**TASK GOAL**: Continue the discussion thread on the binary index-header format proposal, starting right after its last comment.

Added proposal for moving to index-header binary format. #1839

bwplotka · 2019-12-04T20:52:50Z

Some verifications in TODO, otherwise. Feedback welcome.

Definitely not a silver bullet here, but rather change in a good direction (:

Signed-off-by: Bartek Plotka bwplotka@gmail.com

Signed-off-by: Bartek Plotka <bwplotka@gmail.com>

docs/proposals/201912_thanos_binary_index_header.md

brancz · 2019-12-05T15:33:24Z

Love the gist of this. I haven't had the chance to do a very thorough review, but I think this is only natural to do. Nice job!

GiedriusS · 2019-12-05T20:47:14Z

docs/proposals/201912_thanos_binary_index_header.md

+  * Remove building `index-cache.json` in compactor.
+Step 2: Load on demand in query time:
+  * Allow Store Gateway to load `index-header` on demand from disk in query time.
+  * Add background job to unmmap/unload `index-header` for blocks that are unused (LRU).


Not just unused but the least recently used blocks if the memory limit is violated, right?

How we would know this?

Sorry, I meant some kind of limit in terms of their size on disk because it would be really nice to avoid RAM usage blowing up in case of some queries. Having all of it in RAM is horrible, yes, but OTOH it gives the users a relatively certain thing: we know that at least that RAM usage is more or less equal over a period of time due to the retention policies being applied by the Thanos Compact component. Unless I am missing something but it seems that this is true.

docs/proposals/201912_thanos_binary_index_header.md

GiedriusS · 2019-12-05T20:53:43Z

docs/proposals/201912_thanos_binary_index_header.md

+
+TSDB index is in binary [format](https://github.com/prometheus/prometheus/blob/master/tsdb/docs/format/index.md). 
+
+To allow reduced resource consumption and effort when building (1), (2), "index-header" for blocks we plan to reuse similar format for sections like symbols, label indices and 


Not sure if I have missed this detail but what is the actual format that this proposes? Protobufs?

A custom binary format was planned, composed with those sections as mentioned, however, I might find a blocker to this ):

Signed-off-by: Bartek Plotka <bwplotka@gmail.com>

bwplotka

Thanks all for the review! Updated, with the new info, not a good news ):

bwplotka · 2019-12-06T18:11:20Z

docs/proposals/201912_thanos_binary_index_header.md

+
+## Risks
+
+### Posting size to fetch


Added this which we missed initially in this design. Let me know if it's clear.

**EXCERPTED DATA**:
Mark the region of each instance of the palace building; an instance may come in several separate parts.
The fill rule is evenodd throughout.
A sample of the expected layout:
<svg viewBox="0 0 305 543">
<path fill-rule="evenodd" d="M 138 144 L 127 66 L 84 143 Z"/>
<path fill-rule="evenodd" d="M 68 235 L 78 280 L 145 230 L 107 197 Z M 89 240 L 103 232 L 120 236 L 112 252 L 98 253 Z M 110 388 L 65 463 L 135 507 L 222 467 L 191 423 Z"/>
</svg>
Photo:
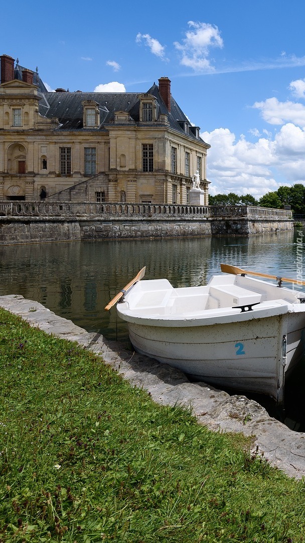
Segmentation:
<svg viewBox="0 0 305 543">
<path fill-rule="evenodd" d="M 2 55 L 0 200 L 185 204 L 210 148 L 161 77 L 147 92 L 48 92 Z"/>
</svg>

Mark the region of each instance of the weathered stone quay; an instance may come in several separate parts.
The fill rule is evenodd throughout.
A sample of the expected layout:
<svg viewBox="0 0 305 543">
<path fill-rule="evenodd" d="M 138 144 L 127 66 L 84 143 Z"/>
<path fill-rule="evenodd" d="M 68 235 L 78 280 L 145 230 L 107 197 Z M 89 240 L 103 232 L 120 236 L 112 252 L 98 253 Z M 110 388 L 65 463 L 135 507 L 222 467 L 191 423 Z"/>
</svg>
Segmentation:
<svg viewBox="0 0 305 543">
<path fill-rule="evenodd" d="M 0 244 L 202 236 L 293 229 L 291 211 L 249 206 L 0 202 Z"/>
<path fill-rule="evenodd" d="M 305 477 L 305 433 L 296 433 L 269 416 L 256 402 L 230 396 L 204 383 L 191 383 L 181 372 L 124 350 L 100 334 L 89 333 L 41 304 L 20 295 L 0 296 L 0 306 L 47 333 L 76 341 L 112 366 L 131 385 L 147 391 L 163 405 L 190 406 L 198 422 L 216 432 L 253 436 L 257 447 L 274 465 L 290 477 Z"/>
</svg>

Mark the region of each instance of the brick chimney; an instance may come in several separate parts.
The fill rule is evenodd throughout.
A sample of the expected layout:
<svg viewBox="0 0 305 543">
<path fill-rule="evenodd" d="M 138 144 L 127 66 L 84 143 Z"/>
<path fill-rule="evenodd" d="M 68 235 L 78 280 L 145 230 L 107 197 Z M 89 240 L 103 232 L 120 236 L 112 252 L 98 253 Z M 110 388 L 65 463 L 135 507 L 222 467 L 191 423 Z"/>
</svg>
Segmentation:
<svg viewBox="0 0 305 543">
<path fill-rule="evenodd" d="M 30 70 L 24 70 L 22 71 L 22 81 L 25 83 L 33 84 L 33 72 Z"/>
<path fill-rule="evenodd" d="M 8 55 L 2 55 L 0 83 L 5 83 L 7 81 L 12 81 L 14 79 L 14 67 L 15 59 Z"/>
<path fill-rule="evenodd" d="M 159 80 L 159 92 L 168 113 L 171 112 L 171 80 L 168 77 L 160 77 Z"/>
</svg>

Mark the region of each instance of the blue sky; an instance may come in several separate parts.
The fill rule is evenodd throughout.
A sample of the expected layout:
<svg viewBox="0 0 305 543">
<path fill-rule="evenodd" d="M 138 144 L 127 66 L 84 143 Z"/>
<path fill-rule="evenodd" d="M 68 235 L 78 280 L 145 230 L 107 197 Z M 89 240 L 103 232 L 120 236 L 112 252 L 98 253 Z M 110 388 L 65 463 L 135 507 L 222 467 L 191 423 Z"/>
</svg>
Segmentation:
<svg viewBox="0 0 305 543">
<path fill-rule="evenodd" d="M 0 54 L 50 90 L 142 92 L 169 77 L 211 146 L 211 194 L 305 183 L 301 0 L 16 0 L 1 19 Z"/>
</svg>

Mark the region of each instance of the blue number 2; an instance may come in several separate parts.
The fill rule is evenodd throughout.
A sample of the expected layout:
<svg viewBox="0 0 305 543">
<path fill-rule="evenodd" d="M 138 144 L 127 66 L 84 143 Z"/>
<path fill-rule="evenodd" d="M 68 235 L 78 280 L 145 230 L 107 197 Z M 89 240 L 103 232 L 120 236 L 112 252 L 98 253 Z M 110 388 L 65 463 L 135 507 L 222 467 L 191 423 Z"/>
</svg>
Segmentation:
<svg viewBox="0 0 305 543">
<path fill-rule="evenodd" d="M 244 351 L 244 344 L 243 343 L 236 343 L 235 349 L 236 349 L 237 355 L 245 355 L 245 352 Z"/>
</svg>

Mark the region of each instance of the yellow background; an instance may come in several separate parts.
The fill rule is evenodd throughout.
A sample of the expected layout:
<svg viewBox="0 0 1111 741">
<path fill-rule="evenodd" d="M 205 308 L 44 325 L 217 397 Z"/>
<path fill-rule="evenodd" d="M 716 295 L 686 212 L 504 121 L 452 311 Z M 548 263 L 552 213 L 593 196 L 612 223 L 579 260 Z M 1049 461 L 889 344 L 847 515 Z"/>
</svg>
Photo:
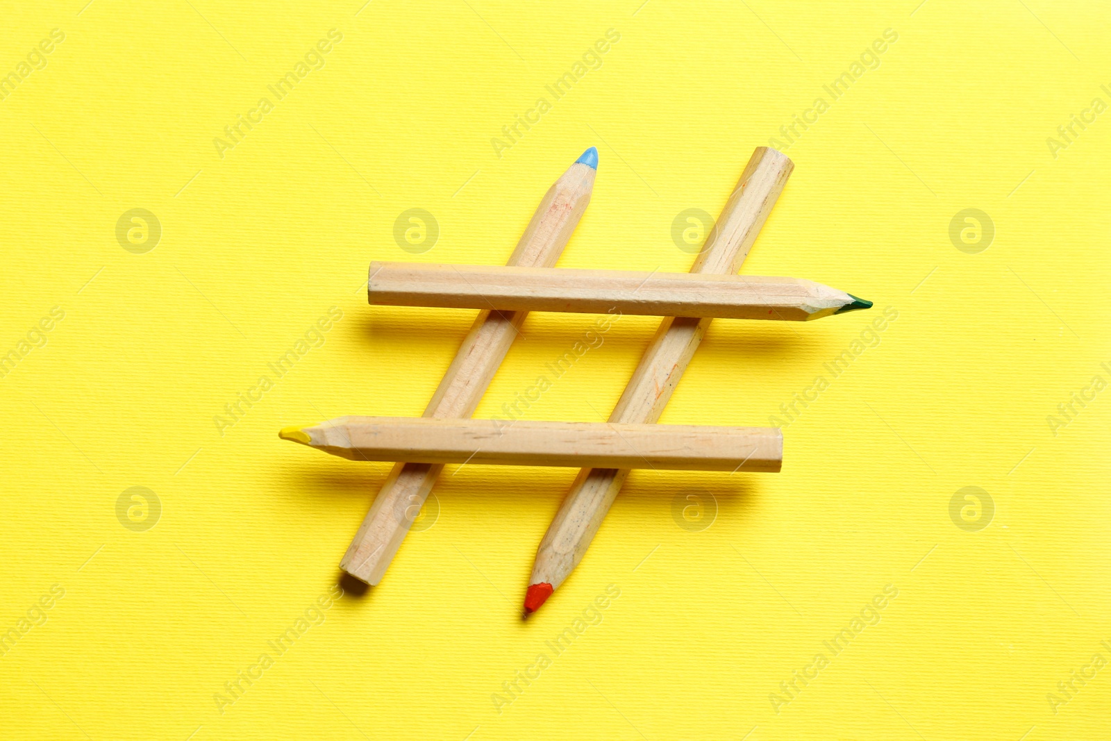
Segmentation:
<svg viewBox="0 0 1111 741">
<path fill-rule="evenodd" d="M 1097 373 L 1111 380 L 1111 113 L 1055 158 L 1045 141 L 1111 102 L 1107 8 L 361 3 L 0 9 L 4 74 L 66 34 L 0 100 L 0 352 L 66 312 L 0 379 L 0 631 L 66 590 L 0 657 L 4 738 L 1111 732 L 1111 669 L 1055 713 L 1047 700 L 1093 653 L 1111 659 L 1111 391 L 1055 435 L 1045 419 Z M 333 28 L 324 67 L 274 101 L 267 86 Z M 601 68 L 496 156 L 491 138 L 551 102 L 544 86 L 611 28 Z M 574 472 L 449 467 L 436 521 L 382 583 L 349 589 L 218 711 L 224 682 L 336 583 L 388 470 L 278 429 L 420 414 L 471 321 L 368 307 L 368 263 L 503 263 L 543 191 L 597 144 L 593 201 L 560 266 L 685 271 L 675 214 L 717 216 L 753 147 L 829 99 L 822 86 L 885 29 L 899 38 L 880 67 L 790 143 L 794 173 L 743 269 L 877 309 L 715 322 L 661 420 L 767 424 L 893 307 L 879 346 L 784 429 L 782 473 L 635 472 L 526 622 L 534 549 Z M 274 110 L 220 158 L 213 138 L 262 96 Z M 133 208 L 161 224 L 146 253 L 116 238 Z M 440 232 L 417 256 L 393 237 L 411 208 Z M 967 208 L 995 228 L 977 253 L 950 240 Z M 213 417 L 333 306 L 324 344 L 221 435 Z M 477 417 L 593 319 L 531 317 Z M 657 321 L 621 319 L 527 418 L 603 419 Z M 146 531 L 117 518 L 131 487 L 161 502 Z M 979 531 L 950 517 L 964 487 L 994 504 Z M 673 517 L 691 490 L 693 523 Z M 554 655 L 546 641 L 608 584 L 620 598 Z M 899 595 L 881 621 L 832 657 L 822 642 L 887 584 Z M 551 665 L 499 712 L 491 695 L 539 652 Z M 818 652 L 830 664 L 777 713 L 769 693 Z"/>
</svg>

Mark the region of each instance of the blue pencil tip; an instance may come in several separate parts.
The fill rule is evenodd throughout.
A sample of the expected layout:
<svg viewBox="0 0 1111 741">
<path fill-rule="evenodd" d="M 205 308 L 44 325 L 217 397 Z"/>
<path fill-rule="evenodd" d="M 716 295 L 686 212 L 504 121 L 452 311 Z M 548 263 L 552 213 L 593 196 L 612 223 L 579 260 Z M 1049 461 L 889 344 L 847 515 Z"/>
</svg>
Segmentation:
<svg viewBox="0 0 1111 741">
<path fill-rule="evenodd" d="M 575 164 L 585 164 L 587 167 L 598 169 L 598 150 L 593 147 L 588 149 L 582 153 L 582 157 L 575 160 Z"/>
</svg>

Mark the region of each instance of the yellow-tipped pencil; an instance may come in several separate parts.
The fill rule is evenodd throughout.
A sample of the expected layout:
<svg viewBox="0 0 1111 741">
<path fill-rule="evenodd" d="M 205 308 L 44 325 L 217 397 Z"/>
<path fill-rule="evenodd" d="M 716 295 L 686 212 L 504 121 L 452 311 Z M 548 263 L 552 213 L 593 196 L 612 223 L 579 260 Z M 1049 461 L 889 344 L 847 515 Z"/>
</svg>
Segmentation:
<svg viewBox="0 0 1111 741">
<path fill-rule="evenodd" d="M 778 428 L 341 417 L 278 433 L 350 460 L 777 472 Z"/>
</svg>

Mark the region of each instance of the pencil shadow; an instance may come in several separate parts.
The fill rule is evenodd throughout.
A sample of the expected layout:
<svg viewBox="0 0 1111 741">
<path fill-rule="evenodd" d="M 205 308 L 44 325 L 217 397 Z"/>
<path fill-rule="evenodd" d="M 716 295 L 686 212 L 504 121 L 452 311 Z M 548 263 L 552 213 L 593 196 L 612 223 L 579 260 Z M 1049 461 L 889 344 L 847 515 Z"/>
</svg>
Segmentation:
<svg viewBox="0 0 1111 741">
<path fill-rule="evenodd" d="M 369 594 L 372 594 L 374 591 L 370 588 L 370 584 L 356 579 L 342 569 L 340 570 L 340 575 L 337 578 L 337 583 L 340 585 L 340 589 L 343 590 L 344 597 L 350 595 L 357 600 L 362 600 Z"/>
<path fill-rule="evenodd" d="M 474 322 L 476 310 L 442 309 L 430 316 L 428 310 L 411 308 L 373 307 L 376 312 L 360 318 L 356 332 L 368 343 L 387 348 L 404 347 L 407 353 L 419 354 L 426 350 L 439 352 L 444 346 L 458 347 Z M 380 311 L 387 309 L 388 311 Z M 580 344 L 592 354 L 600 351 L 642 351 L 655 334 L 660 317 L 625 316 L 620 323 L 599 331 L 595 322 L 602 314 L 556 314 L 532 312 L 520 329 L 518 341 L 528 342 L 530 350 L 562 356 Z M 610 318 L 611 319 L 611 318 Z M 819 333 L 808 331 L 804 322 L 752 322 L 719 319 L 710 329 L 699 357 L 733 354 L 778 356 L 787 352 L 812 350 L 822 342 Z M 450 360 L 450 358 L 446 359 Z"/>
</svg>

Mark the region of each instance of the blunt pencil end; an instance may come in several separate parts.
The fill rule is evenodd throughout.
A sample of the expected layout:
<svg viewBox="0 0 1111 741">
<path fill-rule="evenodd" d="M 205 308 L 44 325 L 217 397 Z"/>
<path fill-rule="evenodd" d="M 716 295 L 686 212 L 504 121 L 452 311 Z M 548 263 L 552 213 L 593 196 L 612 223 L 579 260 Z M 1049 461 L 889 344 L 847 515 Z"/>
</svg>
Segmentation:
<svg viewBox="0 0 1111 741">
<path fill-rule="evenodd" d="M 547 602 L 548 598 L 554 591 L 548 582 L 542 581 L 539 584 L 529 584 L 529 591 L 524 593 L 524 614 L 532 614 L 539 610 L 540 605 Z"/>
<path fill-rule="evenodd" d="M 857 311 L 858 309 L 871 309 L 872 308 L 872 302 L 871 301 L 868 301 L 865 299 L 861 299 L 859 297 L 852 296 L 852 293 L 850 293 L 849 296 L 852 297 L 852 303 L 844 304 L 843 307 L 841 307 L 840 309 L 838 309 L 833 313 L 835 313 L 835 314 L 843 314 L 847 311 Z"/>
<path fill-rule="evenodd" d="M 582 157 L 577 159 L 575 164 L 585 164 L 589 168 L 598 169 L 598 149 L 591 147 L 582 153 Z"/>
<path fill-rule="evenodd" d="M 299 427 L 283 427 L 278 432 L 278 437 L 282 440 L 292 440 L 293 442 L 300 442 L 304 445 L 312 444 L 312 438 L 310 438 L 309 433 Z"/>
</svg>

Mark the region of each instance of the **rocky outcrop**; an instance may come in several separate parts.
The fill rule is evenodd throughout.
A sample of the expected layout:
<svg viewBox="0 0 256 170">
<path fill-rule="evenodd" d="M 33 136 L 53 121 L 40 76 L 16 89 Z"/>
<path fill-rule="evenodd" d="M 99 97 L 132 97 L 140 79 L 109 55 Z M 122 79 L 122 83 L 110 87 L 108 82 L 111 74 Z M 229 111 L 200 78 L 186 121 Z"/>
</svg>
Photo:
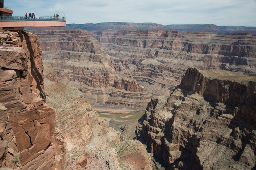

**RIGHT ANSWER**:
TL;DR: we scan postings form TSDB index when building index-cache and without changing TSDB index this will be still required building index-header

@brancz @GiedriusS

We got some answers (:

pracucci · 2019-12-11T15:33:17Z

docs/proposals/201912_thanos_binary_index_header.md

+  * Check if index-cache.json is present in the bucket. If not: 
+    * Download the whole TSDB index file, mmap all of it.
+    * Build index-cache.json
+    else:


Silly thing: once this proposal will be displayed as markdown, the else: won't be formatted the way I guess you want.

pracucci · 2019-12-11T15:34:53Z

docs/proposals/201912_thanos_binary_index_header.md

+* Check if index-cache.json is present on the disk. If not: 
+  * Check if index-cache.json is present in the bucket. If not: 
+    * Download the whole TSDB index file, mmap all of it.
+    * Build index-cache.json


After this one, I would also add another point * Delete downloaded TSDB index to outline the waste of resources to download the TSDB index file just to build the cache (it won't be re-used the fully downloaded TSDB index).

pracucci · 2019-12-11T15:40:33Z

docs/proposals/201912_thanos_binary_index_header.md

+## Goals
+
+* Reduce confusion between index-cache.json and IndexCache for series and postings.
+* Do not keep large pieces of the blocks (e.g symbols, label values) in the memory for all blocks. Be able to load it quickly in query time from disk.


in query time: I guess you mean at query time. If this comment makes sense, then I would suggest you to look for in query time around the doc too.

will do thanks

pracucci · 2019-12-11T15:41:30Z

docs/proposals/201912_thanos_binary_index_header.md

+## No Goals
+
+* Removing initial startup for Thanos Store Gateway completely as designed in [Cortex, no initial block sync](https://github.com/thanos-io/thanos/issues/1813)
+  * However this proposal might a step towards that as we might be able to load index-cache/index quickly on demand from disk.


might > might be

pracucci · 2019-12-11T15:49:24Z

docs/proposals/201912_thanos_binary_index_header.md

+The process for building this will be as follows:
+
+* Thanks to https://github.com/thanos-io/thanos/pull/1792 we can check final size of index and scan for TOC file.
+* With TOC:


For clarity, I think you also need to add a new bullet point at the end for writing the index-header TOC. I guess you need it, right? Otherwise I'm not sure how you could read back from this file.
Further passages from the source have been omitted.